▶ [Exercise brief] Recast every line of the records below as a Markdown table with the columns Row and Text, numbering each row and omitting blank lines.

▶ [Dataset excerpts]

▬▬▬▬▬▬

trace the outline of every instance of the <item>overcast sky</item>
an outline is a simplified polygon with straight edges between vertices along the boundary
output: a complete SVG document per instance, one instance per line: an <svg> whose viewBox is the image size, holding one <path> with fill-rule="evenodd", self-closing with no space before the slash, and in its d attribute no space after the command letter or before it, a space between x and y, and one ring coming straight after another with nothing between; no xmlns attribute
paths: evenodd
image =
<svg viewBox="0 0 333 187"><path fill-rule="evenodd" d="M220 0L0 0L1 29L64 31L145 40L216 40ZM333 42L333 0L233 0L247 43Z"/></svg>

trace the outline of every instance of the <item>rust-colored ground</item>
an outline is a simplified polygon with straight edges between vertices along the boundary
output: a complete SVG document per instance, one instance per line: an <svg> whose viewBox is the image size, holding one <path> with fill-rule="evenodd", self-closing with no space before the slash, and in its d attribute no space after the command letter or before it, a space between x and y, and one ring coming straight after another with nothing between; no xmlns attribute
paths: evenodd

▬▬▬▬▬▬

▶ [Correct response]
| Row | Text |
|---|---|
| 1 | trace the outline of every instance of the <item>overcast sky</item> |
| 2 | an outline is a simplified polygon with straight edges between vertices along the boundary |
| 3 | output: a complete SVG document per instance, one instance per line: an <svg> whose viewBox is the image size, holding one <path> with fill-rule="evenodd", self-closing with no space before the slash, and in its d attribute no space after the command letter or before it, a space between x and y, and one ring coming straight after another with nothing between; no xmlns attribute |
| 4 | paths: evenodd |
| 5 | image = |
| 6 | <svg viewBox="0 0 333 187"><path fill-rule="evenodd" d="M220 0L0 0L1 29L64 31L145 40L216 40ZM333 42L333 0L233 0L247 43Z"/></svg> |
| 7 | trace the outline of every instance of the <item>rust-colored ground</item> |
| 8 | an outline is a simplified polygon with straight edges between vertices along the boundary |
| 9 | output: a complete SVG document per instance, one instance per line: an <svg> whose viewBox is the image size, holding one <path> with fill-rule="evenodd", self-closing with no space before the slash, and in its d attribute no space after the command letter or before it, a space between x and y, and one ring coming straight after another with nothing between; no xmlns attribute |
| 10 | paths: evenodd |